■ **Object detection data**
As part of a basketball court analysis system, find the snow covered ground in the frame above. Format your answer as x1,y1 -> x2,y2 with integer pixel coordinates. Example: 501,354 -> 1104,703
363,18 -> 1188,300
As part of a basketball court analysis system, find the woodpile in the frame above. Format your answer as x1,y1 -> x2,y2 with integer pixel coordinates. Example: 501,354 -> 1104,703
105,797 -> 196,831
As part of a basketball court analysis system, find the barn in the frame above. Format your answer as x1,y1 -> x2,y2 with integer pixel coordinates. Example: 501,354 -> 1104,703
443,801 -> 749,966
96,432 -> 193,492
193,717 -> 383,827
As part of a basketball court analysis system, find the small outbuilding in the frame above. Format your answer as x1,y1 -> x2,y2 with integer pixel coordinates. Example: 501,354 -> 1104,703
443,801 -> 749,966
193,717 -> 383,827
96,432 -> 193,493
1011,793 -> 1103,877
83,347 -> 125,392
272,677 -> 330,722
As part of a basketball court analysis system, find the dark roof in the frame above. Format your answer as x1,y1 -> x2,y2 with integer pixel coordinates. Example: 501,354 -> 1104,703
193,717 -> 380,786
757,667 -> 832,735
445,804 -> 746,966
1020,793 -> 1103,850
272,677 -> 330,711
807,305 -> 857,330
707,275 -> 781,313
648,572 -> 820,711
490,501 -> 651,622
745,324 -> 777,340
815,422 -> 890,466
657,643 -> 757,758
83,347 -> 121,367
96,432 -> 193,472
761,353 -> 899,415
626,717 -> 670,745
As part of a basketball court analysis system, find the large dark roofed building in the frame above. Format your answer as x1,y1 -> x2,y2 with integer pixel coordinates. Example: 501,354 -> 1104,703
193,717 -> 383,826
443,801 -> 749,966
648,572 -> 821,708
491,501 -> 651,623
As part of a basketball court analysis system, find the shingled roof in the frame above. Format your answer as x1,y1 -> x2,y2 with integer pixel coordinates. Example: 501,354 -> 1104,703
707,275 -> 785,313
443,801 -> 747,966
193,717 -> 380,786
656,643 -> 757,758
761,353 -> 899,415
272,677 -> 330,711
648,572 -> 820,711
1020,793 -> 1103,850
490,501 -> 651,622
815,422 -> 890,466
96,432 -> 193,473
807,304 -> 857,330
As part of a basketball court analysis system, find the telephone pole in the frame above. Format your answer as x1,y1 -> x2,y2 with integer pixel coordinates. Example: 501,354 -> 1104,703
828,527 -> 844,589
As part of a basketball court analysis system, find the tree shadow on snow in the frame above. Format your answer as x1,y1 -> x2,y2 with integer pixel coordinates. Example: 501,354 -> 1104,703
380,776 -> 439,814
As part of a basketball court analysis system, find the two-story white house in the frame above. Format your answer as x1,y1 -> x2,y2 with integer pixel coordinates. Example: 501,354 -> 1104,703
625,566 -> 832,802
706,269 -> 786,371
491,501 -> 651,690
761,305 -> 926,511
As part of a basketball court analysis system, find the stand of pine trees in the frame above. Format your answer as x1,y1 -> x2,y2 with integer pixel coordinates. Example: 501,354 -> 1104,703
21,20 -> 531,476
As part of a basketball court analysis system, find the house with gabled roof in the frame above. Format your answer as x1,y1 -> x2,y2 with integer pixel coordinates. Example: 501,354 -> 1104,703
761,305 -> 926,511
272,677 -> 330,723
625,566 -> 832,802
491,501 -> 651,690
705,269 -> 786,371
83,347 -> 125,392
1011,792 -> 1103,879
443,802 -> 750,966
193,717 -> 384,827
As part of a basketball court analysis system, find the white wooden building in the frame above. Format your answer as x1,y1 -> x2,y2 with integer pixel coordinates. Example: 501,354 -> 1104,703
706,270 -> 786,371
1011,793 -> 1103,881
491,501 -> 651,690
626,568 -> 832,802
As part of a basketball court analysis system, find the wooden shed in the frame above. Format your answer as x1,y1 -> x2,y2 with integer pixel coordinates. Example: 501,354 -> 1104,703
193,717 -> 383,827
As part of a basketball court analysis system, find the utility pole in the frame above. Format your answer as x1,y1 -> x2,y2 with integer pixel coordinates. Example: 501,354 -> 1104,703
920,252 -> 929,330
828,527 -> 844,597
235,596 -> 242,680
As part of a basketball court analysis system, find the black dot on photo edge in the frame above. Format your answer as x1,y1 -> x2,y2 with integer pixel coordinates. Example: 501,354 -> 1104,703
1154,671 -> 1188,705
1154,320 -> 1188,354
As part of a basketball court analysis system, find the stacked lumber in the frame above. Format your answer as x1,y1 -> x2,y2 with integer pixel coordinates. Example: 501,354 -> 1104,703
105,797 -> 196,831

...

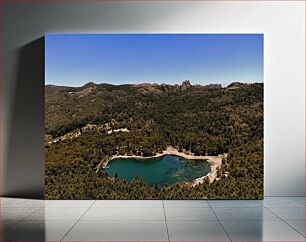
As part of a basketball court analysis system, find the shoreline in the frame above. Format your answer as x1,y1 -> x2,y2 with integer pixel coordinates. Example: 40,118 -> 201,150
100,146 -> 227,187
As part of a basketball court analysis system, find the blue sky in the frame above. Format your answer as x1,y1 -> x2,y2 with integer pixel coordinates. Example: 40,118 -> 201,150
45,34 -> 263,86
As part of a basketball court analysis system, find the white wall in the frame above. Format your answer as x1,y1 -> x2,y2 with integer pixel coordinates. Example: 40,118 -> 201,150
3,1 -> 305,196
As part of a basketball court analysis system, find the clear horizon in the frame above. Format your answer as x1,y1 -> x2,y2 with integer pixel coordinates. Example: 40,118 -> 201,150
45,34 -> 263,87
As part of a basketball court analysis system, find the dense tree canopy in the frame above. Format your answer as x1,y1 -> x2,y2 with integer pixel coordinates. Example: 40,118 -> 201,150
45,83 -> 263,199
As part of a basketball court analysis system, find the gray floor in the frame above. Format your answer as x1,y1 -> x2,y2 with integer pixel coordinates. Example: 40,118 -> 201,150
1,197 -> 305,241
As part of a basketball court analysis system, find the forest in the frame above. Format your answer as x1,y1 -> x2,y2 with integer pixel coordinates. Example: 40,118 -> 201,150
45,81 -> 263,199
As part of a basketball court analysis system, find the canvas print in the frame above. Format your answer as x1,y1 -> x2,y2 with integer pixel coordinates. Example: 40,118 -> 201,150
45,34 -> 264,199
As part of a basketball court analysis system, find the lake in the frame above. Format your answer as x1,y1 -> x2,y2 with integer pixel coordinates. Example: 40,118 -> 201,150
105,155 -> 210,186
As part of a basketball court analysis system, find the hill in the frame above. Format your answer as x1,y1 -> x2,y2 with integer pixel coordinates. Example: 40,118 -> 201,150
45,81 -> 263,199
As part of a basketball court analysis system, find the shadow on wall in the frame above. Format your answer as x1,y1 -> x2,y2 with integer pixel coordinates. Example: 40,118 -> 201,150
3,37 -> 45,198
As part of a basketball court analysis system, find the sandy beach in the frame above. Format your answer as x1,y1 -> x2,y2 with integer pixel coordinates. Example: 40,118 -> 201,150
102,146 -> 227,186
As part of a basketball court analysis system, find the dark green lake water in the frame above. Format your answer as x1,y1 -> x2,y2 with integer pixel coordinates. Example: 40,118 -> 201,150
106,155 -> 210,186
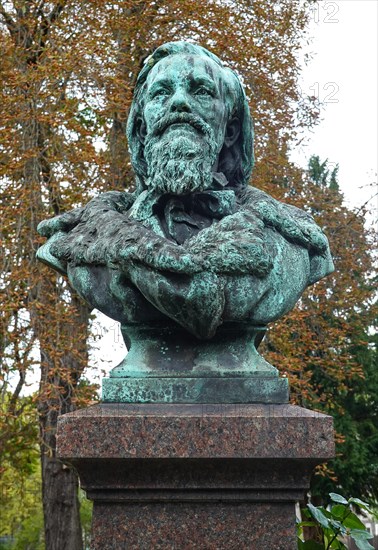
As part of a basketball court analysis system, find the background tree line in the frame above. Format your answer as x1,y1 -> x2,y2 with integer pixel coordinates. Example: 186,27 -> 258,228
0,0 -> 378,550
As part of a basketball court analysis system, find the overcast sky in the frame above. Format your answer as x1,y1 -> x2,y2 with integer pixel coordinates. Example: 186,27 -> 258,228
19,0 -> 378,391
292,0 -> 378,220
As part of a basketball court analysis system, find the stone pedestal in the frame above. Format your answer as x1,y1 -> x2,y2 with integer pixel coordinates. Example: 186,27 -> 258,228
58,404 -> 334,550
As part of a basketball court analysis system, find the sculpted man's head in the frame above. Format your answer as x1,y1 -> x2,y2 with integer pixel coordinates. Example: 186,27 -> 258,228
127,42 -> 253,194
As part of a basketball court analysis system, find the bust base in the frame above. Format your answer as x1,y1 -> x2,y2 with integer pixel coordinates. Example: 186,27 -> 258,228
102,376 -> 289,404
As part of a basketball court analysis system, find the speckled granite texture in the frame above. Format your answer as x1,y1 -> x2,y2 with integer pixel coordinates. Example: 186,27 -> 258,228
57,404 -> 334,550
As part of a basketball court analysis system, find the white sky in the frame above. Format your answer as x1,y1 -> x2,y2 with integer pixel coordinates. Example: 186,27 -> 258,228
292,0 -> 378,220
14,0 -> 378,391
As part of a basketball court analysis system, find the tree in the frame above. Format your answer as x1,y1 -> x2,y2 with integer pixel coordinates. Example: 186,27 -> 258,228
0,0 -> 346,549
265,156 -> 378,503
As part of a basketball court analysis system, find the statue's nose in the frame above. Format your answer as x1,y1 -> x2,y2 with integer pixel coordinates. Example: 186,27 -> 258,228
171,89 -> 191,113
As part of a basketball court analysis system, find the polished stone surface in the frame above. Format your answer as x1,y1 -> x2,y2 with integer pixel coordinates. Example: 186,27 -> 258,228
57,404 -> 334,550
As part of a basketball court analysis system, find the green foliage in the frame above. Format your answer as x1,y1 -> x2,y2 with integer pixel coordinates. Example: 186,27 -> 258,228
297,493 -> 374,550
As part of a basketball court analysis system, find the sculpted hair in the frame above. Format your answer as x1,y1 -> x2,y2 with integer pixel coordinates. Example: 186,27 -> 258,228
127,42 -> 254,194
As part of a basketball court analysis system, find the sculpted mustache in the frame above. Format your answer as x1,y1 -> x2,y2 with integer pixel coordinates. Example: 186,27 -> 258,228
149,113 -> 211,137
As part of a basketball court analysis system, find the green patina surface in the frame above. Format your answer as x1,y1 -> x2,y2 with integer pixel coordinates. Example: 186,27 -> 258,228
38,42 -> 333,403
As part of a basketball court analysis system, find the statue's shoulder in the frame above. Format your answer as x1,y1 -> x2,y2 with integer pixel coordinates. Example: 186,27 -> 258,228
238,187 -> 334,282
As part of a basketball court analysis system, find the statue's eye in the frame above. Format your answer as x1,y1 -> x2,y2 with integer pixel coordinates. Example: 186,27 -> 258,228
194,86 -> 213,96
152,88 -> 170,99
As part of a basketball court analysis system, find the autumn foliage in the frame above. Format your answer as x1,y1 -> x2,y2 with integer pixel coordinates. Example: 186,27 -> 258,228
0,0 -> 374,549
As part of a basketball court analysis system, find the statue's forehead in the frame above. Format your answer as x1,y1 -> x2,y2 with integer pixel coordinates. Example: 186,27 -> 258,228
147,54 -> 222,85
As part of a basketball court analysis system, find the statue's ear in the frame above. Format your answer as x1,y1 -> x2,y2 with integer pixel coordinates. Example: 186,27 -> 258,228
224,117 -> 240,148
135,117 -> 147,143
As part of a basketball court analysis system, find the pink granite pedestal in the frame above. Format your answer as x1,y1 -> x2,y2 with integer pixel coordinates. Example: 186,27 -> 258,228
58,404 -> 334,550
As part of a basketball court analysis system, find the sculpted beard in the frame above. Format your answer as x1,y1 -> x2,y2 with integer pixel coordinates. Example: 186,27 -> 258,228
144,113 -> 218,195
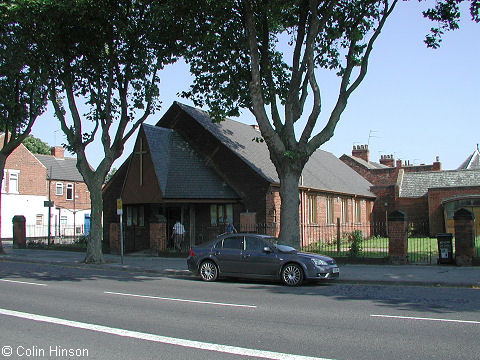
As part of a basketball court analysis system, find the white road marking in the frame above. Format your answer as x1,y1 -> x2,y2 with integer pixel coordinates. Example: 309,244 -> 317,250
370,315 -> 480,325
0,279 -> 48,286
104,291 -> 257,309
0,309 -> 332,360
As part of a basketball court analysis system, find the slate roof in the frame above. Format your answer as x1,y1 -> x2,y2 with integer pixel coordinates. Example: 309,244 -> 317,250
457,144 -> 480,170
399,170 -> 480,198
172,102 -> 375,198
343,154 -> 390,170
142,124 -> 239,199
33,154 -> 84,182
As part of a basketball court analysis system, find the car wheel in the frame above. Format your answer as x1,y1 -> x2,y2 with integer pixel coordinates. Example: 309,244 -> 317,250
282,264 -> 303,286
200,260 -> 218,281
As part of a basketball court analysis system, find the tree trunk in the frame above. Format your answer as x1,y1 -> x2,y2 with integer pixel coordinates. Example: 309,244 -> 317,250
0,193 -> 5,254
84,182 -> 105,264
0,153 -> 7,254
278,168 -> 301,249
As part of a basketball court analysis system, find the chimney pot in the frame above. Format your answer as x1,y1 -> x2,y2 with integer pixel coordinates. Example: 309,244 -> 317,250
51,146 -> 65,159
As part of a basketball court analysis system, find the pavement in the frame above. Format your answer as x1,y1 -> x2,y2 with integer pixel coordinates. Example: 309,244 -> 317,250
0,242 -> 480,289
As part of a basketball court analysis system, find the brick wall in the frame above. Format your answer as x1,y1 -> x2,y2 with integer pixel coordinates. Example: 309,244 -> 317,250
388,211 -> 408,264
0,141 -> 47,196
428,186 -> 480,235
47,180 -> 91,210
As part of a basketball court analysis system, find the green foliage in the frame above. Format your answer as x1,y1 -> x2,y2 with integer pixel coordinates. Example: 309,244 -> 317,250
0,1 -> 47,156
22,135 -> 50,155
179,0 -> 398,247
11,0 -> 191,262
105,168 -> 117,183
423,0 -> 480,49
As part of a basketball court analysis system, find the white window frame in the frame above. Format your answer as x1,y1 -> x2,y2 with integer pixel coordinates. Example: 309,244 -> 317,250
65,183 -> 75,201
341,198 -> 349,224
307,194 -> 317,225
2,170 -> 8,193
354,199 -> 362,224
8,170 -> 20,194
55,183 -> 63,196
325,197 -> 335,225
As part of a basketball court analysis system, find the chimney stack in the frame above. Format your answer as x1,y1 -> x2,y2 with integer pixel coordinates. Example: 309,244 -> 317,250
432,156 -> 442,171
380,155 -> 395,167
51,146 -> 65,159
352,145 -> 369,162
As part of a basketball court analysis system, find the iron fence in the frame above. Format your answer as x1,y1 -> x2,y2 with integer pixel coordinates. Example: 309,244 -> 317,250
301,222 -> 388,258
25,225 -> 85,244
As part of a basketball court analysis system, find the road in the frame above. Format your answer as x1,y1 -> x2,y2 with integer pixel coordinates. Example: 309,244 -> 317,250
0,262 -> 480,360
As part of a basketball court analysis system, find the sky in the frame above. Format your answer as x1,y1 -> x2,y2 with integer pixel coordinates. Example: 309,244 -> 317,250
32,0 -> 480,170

==

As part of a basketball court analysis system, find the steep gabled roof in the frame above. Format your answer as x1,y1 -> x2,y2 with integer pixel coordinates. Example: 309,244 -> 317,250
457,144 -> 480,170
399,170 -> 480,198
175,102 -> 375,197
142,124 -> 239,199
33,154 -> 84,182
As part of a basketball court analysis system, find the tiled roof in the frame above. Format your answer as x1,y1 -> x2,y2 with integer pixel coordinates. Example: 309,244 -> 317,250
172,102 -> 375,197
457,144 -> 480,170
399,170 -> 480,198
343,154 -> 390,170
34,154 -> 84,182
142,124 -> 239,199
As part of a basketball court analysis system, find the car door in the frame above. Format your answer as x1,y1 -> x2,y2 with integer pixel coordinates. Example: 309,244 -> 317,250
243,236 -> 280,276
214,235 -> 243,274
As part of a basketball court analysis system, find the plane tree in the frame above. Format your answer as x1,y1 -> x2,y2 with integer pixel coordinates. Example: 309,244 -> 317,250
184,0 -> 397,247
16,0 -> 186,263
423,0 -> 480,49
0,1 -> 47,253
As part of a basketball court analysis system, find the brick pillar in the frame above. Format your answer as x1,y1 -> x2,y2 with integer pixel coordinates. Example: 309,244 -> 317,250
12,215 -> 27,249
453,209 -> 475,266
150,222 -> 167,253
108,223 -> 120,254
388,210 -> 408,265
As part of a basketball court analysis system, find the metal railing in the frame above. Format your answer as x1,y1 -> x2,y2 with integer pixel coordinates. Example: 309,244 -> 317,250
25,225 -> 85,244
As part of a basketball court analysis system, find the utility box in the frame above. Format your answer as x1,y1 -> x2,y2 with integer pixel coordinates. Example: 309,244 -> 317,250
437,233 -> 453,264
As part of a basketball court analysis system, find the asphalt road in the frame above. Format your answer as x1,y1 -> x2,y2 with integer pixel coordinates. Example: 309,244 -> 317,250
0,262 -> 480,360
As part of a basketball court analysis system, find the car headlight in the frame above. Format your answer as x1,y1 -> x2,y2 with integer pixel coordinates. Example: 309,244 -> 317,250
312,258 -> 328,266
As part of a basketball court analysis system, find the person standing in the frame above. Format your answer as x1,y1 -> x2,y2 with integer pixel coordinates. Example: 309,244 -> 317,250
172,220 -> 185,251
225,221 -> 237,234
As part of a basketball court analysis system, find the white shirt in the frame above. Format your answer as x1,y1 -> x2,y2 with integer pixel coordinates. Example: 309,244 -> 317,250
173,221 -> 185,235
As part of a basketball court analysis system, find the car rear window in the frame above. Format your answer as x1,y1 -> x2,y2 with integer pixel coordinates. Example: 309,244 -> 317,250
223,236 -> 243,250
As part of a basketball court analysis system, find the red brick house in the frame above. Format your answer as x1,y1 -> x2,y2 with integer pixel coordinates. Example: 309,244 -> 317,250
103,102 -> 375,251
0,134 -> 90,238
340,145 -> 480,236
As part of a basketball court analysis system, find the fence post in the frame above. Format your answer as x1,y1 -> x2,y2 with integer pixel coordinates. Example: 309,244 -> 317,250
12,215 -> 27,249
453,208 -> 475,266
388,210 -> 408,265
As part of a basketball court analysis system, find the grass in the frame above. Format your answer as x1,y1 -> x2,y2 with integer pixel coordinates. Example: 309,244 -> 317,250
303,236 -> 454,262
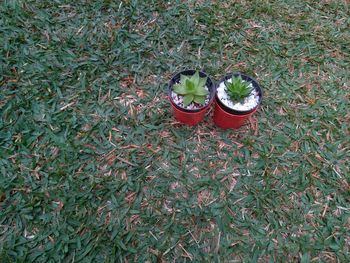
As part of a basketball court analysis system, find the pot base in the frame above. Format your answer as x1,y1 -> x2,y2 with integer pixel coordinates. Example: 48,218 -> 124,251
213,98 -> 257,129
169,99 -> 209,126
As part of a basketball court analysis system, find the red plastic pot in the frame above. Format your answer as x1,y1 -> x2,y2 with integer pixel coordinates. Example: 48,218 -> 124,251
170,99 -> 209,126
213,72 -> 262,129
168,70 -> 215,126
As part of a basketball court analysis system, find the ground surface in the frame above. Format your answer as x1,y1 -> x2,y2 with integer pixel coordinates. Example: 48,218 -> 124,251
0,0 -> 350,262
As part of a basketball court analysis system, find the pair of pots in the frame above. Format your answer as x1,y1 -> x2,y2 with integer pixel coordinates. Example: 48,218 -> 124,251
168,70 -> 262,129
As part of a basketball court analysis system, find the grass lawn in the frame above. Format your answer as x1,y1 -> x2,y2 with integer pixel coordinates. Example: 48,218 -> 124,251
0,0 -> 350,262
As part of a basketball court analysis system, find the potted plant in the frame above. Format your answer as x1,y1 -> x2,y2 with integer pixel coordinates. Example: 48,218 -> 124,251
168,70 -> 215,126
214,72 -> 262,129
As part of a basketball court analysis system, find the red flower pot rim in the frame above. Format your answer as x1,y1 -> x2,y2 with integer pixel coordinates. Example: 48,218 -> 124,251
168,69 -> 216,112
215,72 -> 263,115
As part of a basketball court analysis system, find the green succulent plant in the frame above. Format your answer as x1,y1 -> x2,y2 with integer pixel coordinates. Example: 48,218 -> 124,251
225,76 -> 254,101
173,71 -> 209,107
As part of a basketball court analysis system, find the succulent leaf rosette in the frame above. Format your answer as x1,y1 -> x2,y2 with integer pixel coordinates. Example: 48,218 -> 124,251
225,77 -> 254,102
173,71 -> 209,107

■ **Directions**
Starting with the line with "the tree trunk" and going on through the line with "0,242 -> 480,289", give those records as a two-column CSV with columns named text and answer, one row for each record. Put each field in quotes, with any line breaks replaced by spaces.

■ **Answer below**
text,answer
"As part of a basketball court analysis system, find the tree trunk in the frame above. Format your answer as x1,y1 -> x2,y2 with integer pixel coordinates. Example: 309,244 -> 317,250","0,193 -> 5,254 84,182 -> 105,264 0,153 -> 7,254 278,168 -> 301,249"
"As part of a basketball court analysis system, find the chimney pot in the frame above. Format your answer as x1,y1 -> x2,y2 with integer pixel coordinates. Example: 309,244 -> 317,250","51,146 -> 65,159"
"As part of a basketball court analysis system, find the pavement in the frame above. Format your answer as x1,y1 -> x2,y2 with integer pixel coordinates. Example: 309,244 -> 317,250","0,242 -> 480,289"